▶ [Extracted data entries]
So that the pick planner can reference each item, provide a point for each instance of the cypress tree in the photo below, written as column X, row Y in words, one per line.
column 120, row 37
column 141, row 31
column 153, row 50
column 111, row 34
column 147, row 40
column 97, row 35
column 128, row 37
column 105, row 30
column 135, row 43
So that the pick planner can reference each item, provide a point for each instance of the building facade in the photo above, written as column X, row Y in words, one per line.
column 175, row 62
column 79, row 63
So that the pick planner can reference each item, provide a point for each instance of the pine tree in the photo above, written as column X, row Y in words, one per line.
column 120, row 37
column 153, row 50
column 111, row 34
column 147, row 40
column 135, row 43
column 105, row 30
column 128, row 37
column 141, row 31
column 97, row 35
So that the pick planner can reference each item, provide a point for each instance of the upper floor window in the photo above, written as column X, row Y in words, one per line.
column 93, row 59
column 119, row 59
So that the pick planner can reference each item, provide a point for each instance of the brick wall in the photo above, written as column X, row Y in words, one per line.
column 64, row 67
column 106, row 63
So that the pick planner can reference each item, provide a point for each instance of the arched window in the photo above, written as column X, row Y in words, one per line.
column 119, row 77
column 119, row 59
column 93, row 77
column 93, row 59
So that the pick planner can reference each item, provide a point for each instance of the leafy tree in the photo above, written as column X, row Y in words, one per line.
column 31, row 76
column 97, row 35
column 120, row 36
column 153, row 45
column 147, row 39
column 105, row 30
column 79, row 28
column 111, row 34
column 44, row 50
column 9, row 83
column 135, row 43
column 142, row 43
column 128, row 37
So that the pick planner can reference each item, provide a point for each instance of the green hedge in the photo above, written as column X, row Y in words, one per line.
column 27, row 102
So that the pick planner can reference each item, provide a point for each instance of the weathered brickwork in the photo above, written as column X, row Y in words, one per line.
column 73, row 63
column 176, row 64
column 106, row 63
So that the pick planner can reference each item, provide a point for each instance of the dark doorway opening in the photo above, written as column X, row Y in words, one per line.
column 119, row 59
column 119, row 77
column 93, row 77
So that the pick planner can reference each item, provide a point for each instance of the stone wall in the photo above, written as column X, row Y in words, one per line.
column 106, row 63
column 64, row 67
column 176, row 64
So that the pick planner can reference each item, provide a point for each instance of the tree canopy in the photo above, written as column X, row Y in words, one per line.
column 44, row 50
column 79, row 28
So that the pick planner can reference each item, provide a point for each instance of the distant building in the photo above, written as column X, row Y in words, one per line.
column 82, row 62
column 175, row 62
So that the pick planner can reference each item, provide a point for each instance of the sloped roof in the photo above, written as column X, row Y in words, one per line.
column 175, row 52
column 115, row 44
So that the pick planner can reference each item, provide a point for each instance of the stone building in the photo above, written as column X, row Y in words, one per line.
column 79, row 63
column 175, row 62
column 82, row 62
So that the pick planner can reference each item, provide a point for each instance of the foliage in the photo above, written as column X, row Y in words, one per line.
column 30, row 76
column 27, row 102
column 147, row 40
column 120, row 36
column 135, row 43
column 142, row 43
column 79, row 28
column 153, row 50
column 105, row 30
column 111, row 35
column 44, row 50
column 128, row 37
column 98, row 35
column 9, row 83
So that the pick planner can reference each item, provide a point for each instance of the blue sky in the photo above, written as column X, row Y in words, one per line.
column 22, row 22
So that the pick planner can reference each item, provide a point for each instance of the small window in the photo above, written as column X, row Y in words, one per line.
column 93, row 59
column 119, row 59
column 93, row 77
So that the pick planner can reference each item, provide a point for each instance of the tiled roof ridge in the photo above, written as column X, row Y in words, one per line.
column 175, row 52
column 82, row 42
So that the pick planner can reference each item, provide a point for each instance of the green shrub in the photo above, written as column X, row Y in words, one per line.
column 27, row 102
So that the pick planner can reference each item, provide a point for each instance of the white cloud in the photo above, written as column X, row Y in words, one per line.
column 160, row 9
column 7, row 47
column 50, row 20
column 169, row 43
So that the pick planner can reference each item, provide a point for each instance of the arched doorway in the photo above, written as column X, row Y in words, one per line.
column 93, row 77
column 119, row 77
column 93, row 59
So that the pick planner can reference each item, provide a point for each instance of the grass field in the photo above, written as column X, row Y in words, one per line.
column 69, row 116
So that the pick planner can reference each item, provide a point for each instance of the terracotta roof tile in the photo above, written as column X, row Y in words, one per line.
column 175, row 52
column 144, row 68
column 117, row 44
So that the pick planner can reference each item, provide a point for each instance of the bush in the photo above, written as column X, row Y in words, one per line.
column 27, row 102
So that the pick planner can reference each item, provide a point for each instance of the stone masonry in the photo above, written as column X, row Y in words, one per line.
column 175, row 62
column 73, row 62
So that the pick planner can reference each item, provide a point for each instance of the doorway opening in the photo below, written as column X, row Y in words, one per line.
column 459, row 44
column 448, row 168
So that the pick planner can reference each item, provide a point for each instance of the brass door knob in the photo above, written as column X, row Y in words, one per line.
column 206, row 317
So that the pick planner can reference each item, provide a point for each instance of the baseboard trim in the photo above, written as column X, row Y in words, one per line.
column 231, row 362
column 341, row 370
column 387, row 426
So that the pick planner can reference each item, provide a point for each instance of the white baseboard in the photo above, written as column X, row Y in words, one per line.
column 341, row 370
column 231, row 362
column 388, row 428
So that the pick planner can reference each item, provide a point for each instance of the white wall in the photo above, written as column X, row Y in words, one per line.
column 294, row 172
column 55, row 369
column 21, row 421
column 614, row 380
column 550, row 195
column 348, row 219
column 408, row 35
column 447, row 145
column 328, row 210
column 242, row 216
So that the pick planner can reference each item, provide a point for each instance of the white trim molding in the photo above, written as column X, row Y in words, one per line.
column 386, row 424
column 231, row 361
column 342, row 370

▶ [TASK] Lay out every line of the listing above as a numbered list, skipping any blank lines.

▶ [SOLUTION TO THIS EXERCISE]
1. So that the pick planner can reference each item, provide a point for each instance of the cypress tree in the photo below, written as column X, row Y in words, one per line.
2. column 120, row 37
3. column 141, row 31
4. column 153, row 50
5. column 111, row 34
6. column 147, row 40
7. column 97, row 35
8. column 128, row 37
9. column 105, row 30
10. column 135, row 43
11. So that the pick planner can reference each item, provide a point for each instance of the building facade in the photo above, written as column X, row Y in words, one per line.
12. column 175, row 62
13. column 79, row 63
14. So that the pick planner can reference each item, provide a point for each instance of the pine tree in the photo above, written as column X, row Y in words, one per line.
15. column 120, row 37
16. column 153, row 50
17. column 111, row 34
18. column 147, row 40
19. column 135, row 43
20. column 105, row 30
21. column 128, row 37
22. column 141, row 31
23. column 97, row 35
24. So that the pick planner can reference each item, provide a point for each instance of the upper floor window in the photo above, written as column X, row Y in words, one per line.
25. column 93, row 59
26. column 119, row 59
27. So that the pick planner can reference each item, provide a point for each instance of the brick wall in the photo above, written as column X, row Y in words, one per line.
28. column 64, row 67
29. column 106, row 63
30. So that the pick planner can reference each item, provide a point for each instance of the arched window in the photo above, written as column X, row Y in words, one per line.
31. column 119, row 77
32. column 119, row 59
33. column 93, row 77
34. column 93, row 59
35. So that the pick planner can reference each item, provide a point for each instance of the leafy tree in the photo above, written as column X, row Y in words, one per line.
36. column 31, row 76
37. column 97, row 35
38. column 120, row 36
39. column 153, row 45
40. column 147, row 39
41. column 105, row 30
42. column 79, row 28
43. column 111, row 34
44. column 44, row 50
45. column 9, row 83
46. column 135, row 43
47. column 142, row 43
48. column 128, row 37
49. So that the pick planner can reference each item, provide a point for each instance of the green hedge in the photo above, written as column X, row Y in words, one per line.
50. column 27, row 102
51. So that the pick planner can reference each item, provide a point for each instance of the weathered brickwork in the photo above, written as column X, row Y in words, one per line.
52. column 73, row 63
53. column 176, row 64
54. column 106, row 63
55. So that the pick planner can reference each item, provide a point for each instance of the dark doorway opening in the photo above, written as column X, row Y in words, one per line.
56. column 119, row 59
57. column 119, row 77
58. column 93, row 77
59. So that the pick planner can reference each item, provide a point for each instance of the stone wall in the photo above, written as column X, row Y in words, one per line.
60. column 106, row 63
61. column 64, row 67
62. column 176, row 64
63. So that the pick planner can reference each item, provide a point for each instance of the tree canopy in the photo above, written as column X, row Y in words, one per line.
64. column 44, row 50
65. column 79, row 28
66. So that the pick planner can reference each item, provide a point for each instance of the distant building in the photo above, written as column X, row Y in words, one per line.
67. column 82, row 62
68. column 175, row 62
69. So that the pick planner can reference each item, provide a point for each instance of the sloped roof in the photo above, written as column X, row Y in words, one per line.
70. column 175, row 52
71. column 115, row 44
72. So that the pick planner can reference each item, provide a point for each instance of the stone building in the photo above, written as column X, row Y in words, one per line.
73. column 79, row 63
74. column 175, row 62
75. column 82, row 62
76. So that the pick planner can reference each item, provide a point for each instance of the foliage in the photo above, written as column X, row Y in words, one per line.
77. column 30, row 76
78. column 27, row 102
79. column 147, row 40
80. column 120, row 36
81. column 135, row 43
82. column 142, row 43
83. column 79, row 28
84. column 153, row 50
85. column 105, row 30
86. column 111, row 35
87. column 44, row 50
88. column 128, row 37
89. column 98, row 35
90. column 9, row 83
91. So that the pick planner can reference each item, provide a point for each instance of the blue sky in the photo above, written as column X, row Y in words, one per line.
92. column 22, row 22
93. So that the pick planner can reference each item, provide a point for each instance of the small window in the photo above, written as column X, row Y in words, one per line.
94. column 93, row 59
95. column 119, row 59
96. column 93, row 77
97. So that the pick planner can reference each item, provide a point for each instance of the tiled roof ridge in the photo above, written as column X, row Y in words, one per line.
98. column 175, row 52
99. column 82, row 42
100. So that the pick planner can reference each item, provide a point for each instance of the green shrub in the photo above, written as column X, row Y in words, one per line.
101. column 27, row 102
102. So that the pick planner can reference each item, provide a point for each instance of the white cloud in the photo above, written as column X, row Y in words, one per line.
103. column 160, row 9
104. column 7, row 47
105. column 50, row 20
106. column 169, row 43
107. So that the pick planner can reference each item, provide a point for each instance of the arched doorway in the photo above, written as column X, row Y in words, one per line.
108. column 93, row 77
109. column 119, row 77
110. column 93, row 59
111. So that the pick planner can reference each item, provide a point for each instance of the grass field in the photo above, written as column X, row Y in words, one per line.
112. column 69, row 116
113. So that the pick planner can reference each item, provide a point for each instance of the terracotta roof tile in the photo above, written as column X, row Y in words, one per line.
114. column 175, row 52
115. column 144, row 68
116. column 117, row 44
117. So that the pick planner can reference each item, provide a point for each instance of the bush in the photo above, written as column X, row Y in words, one per line.
118. column 27, row 102
119. So that the pick planner can reference each item, provide a point for each instance of the stone masonry in the photo above, written as column X, row Y in words, one per line.
120. column 175, row 62
121. column 73, row 62
122. So that the pick planner can reference each item, provide a point for each instance of the doorway opening in the photo below, written as column X, row Y in words, one per line.
123. column 459, row 44
124. column 448, row 168
125. So that the pick planner can reference each item, provide a point for each instance of the brass door knob in the photo above, written as column X, row Y in words, one per line.
126. column 206, row 317
127. So that the pick planner can reference each item, provide a point for each instance of the baseboard trim in the photo above, written as column X, row Y in words, one per line.
128. column 231, row 362
129. column 341, row 370
130. column 387, row 426
131. So that the pick planner can reference each item, provide a point for each instance of the white baseboard in the photo above, written as column X, row Y in words, one per line.
132. column 341, row 370
133. column 231, row 362
134. column 388, row 428
135. So that the pick planner can reference each item, provide a point for each instance of the white wall in the photo above, written as column X, row Y in words, one per line.
136. column 294, row 172
137. column 55, row 369
138. column 21, row 421
139. column 614, row 380
140. column 550, row 195
141. column 348, row 219
142. column 408, row 35
143. column 447, row 145
144. column 328, row 210
145. column 242, row 216
146. So that the pick planner can reference each item, provide a point for each instance of the white trim molding in the photo above, written as column X, row Y in words, one per line.
147. column 386, row 424
148. column 231, row 361
149. column 342, row 370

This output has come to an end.